*MATERIAL FOR THIS TASK*
--------------------

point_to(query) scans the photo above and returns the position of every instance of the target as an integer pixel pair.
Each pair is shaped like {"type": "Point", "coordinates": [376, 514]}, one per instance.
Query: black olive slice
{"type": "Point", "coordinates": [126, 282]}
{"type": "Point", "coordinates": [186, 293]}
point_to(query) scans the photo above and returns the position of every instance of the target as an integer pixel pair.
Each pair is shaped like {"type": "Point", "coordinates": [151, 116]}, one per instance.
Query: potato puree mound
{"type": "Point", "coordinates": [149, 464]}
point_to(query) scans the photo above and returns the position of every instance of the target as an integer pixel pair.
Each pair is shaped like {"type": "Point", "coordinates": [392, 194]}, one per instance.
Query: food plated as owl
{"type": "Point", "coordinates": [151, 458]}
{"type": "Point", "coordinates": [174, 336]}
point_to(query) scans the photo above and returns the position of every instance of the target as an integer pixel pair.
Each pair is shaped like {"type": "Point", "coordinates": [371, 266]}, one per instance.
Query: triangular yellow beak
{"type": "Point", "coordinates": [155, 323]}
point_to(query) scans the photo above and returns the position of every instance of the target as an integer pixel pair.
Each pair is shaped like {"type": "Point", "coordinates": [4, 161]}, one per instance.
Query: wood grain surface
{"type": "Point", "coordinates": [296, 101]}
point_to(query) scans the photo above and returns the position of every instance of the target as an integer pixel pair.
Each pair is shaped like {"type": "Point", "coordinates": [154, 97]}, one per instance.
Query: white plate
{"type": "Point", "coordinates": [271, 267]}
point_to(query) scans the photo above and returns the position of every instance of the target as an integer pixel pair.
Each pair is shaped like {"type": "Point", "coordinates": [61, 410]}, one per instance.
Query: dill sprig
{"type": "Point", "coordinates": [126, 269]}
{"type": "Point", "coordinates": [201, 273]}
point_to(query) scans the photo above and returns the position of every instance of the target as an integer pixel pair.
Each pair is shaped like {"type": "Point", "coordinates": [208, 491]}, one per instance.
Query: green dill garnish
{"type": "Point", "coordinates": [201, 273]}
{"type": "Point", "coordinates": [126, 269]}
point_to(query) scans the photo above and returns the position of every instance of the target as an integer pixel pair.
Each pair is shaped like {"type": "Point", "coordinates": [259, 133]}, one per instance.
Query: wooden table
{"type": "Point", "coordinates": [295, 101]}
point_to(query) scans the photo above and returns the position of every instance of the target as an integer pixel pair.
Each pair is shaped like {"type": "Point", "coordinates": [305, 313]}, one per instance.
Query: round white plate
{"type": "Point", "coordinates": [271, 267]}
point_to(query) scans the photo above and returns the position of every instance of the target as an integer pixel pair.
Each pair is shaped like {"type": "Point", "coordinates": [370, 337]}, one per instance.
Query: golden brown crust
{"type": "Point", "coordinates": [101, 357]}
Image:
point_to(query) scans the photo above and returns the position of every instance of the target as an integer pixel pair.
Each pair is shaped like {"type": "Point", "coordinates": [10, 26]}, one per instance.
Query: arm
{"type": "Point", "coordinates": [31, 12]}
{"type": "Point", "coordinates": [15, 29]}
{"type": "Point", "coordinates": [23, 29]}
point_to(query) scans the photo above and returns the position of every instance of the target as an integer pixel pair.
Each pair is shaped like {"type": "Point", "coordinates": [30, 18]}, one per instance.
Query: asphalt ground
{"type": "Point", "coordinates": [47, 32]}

--------------------

*ASSIGNED TASK*
Copy the whole listing down exactly.

*EXPECTED OUTPUT*
point_to(query) scans the photo above and returns the position of every instance of the target as an integer pixel pair.
Each pair is shaped like {"type": "Point", "coordinates": [376, 514]}, one per instance.
Query: black olive slice
{"type": "Point", "coordinates": [126, 282]}
{"type": "Point", "coordinates": [186, 293]}
point_to(query) scans the photo above and returns the position of every instance of the target as an integer pixel pair.
Each pair is shaped like {"type": "Point", "coordinates": [151, 116]}, one per instance.
Query: potato puree mound
{"type": "Point", "coordinates": [149, 464]}
point_to(query) scans the photo above and returns the position of every instance of the target as an integer pixel pair.
Each pair is shaped like {"type": "Point", "coordinates": [392, 194]}, one per instance.
Query: food plated as owl
{"type": "Point", "coordinates": [151, 458]}
{"type": "Point", "coordinates": [174, 336]}
point_to(query) scans the photo above and returns the position of every instance of the target as an integer pixel pair.
Each pair is shaped like {"type": "Point", "coordinates": [371, 266]}, one per instance.
Query: triangular yellow beak
{"type": "Point", "coordinates": [155, 323]}
point_to(query) scans the photo above and returns the position of every instance of the target as an integer pixel pair.
Each pair is shaped like {"type": "Point", "coordinates": [4, 161]}, one per instance.
Query: wood grain surface
{"type": "Point", "coordinates": [296, 101]}
point_to(query) scans the photo above and returns the position of every instance of the target as an integer pixel pair.
Each pair is shaped like {"type": "Point", "coordinates": [154, 97]}, one per instance.
Query: white plate
{"type": "Point", "coordinates": [271, 267]}
point_to(query) scans the photo above and returns the position of every instance of the target as an integer pixel pair.
Each pair is shaped like {"type": "Point", "coordinates": [61, 410]}, one per instance.
Query: dill sprig
{"type": "Point", "coordinates": [126, 269]}
{"type": "Point", "coordinates": [201, 273]}
point_to(query) scans the photo above and returns the position of every instance of the target as an integer pixel pair.
Each pair is shaped like {"type": "Point", "coordinates": [208, 491]}, one per instance.
Query: green dill garnish
{"type": "Point", "coordinates": [201, 273]}
{"type": "Point", "coordinates": [126, 269]}
point_to(query) scans the photo above and returns the position of every instance of the target as an integer pixel pair.
Each pair is shaped like {"type": "Point", "coordinates": [259, 133]}, one per instance.
Query: wooden table
{"type": "Point", "coordinates": [295, 101]}
point_to(query) scans the photo above and returns the position of every instance of the target as an integer pixel pair.
Each pair is shaped like {"type": "Point", "coordinates": [305, 313]}, one per instance.
Query: round white plate
{"type": "Point", "coordinates": [271, 267]}
point_to(query) scans the photo above and returns the position of every instance of the target as an integer pixel pair.
Each pair is shaped like {"type": "Point", "coordinates": [370, 337]}, one per instance.
Query: golden brown crust
{"type": "Point", "coordinates": [101, 357]}
Image:
point_to(query) scans the photo above and returns the position of every instance of the target as an integer pixel pair.
Each pair is shaped like {"type": "Point", "coordinates": [10, 26]}, one per instance.
Query: arm
{"type": "Point", "coordinates": [31, 12]}
{"type": "Point", "coordinates": [15, 29]}
{"type": "Point", "coordinates": [23, 29]}
point_to(query) scans the photo above and returns the position of every instance of the target as an integer pixel pair.
Each pair is shaped like {"type": "Point", "coordinates": [30, 18]}, one per instance.
Query: asphalt ground
{"type": "Point", "coordinates": [47, 32]}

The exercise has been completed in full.